Friday, June 21, 2013


Is there a Death? The light of day
At eventide shall fade away;
From out the sod's eternal gloom
The flowers, in their season, bloom;
Bud, bloom and fade, and soon the spot
Whereon they flourished knows them not;
Blighted by chill, autumnal frost;
"Ashes to ashes, dust to dust!"
Is there a Death? Pale forms of men
To formless clay resolve again;
Sarcophagus of graven stone,
Nor solitary grave, unknown,
Mausoleum, or funeral urn,
No answer to our cries return;
Nor silent lips disclose their trust;
"Ashes to ashes, dust to dust!"
Is there a Death? All forms of clay
Successively shall pass away;
But, as the joyous days of spring
Witness the glad awakening
Of nature's forces, may not men,
In some due season, rise again?
Then why this calm, inherent trust,
"If ashes to ashes, dust to dust?"

Since my mom's passing in February, my sister and I have been holding off on spreading mom's ashes. Mainly, because it was winter here in Minnesota and mom wanted her remains to be spread over a body of water and all was frozen over. She left the decision of the exact location up to my sister and I. She said to do whatever we thought was best and was easiest for us.

Several weeks ago, a week before my mom's 61st birthday, we decided to finally take care of this piece of unfinished business. We decided to spread the ashes along the Mississippi River. We found a serene beautiful spot along the river. We choose this location because it was close to where she worked and lived. She loved living in downtown St. Paul and enjoyed walking along the river bank when the weather was nice. It seemed fitting.

◆ ◆ ◆ ◆

TASK INSTRUCTIONS:
Answer these questions about the post above:
1. According to the poem, the joyous days of which season witness the awakening of nature's forces?
2. Over what did the mother want her remains to be spread?
3. Along which river were the ashes spread?

◆ ◆ ◆ ◆

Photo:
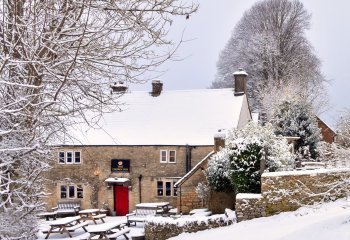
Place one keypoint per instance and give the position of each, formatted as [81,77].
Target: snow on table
[154,205]
[103,227]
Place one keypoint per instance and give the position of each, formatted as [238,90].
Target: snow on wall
[287,191]
[173,118]
[162,228]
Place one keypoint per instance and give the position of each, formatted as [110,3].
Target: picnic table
[109,230]
[66,225]
[92,214]
[47,215]
[162,207]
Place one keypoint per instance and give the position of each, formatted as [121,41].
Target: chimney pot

◆ ◆ ◆ ◆

RESPONSE:
1. Spring
2. A body of water
3. The Mississippi River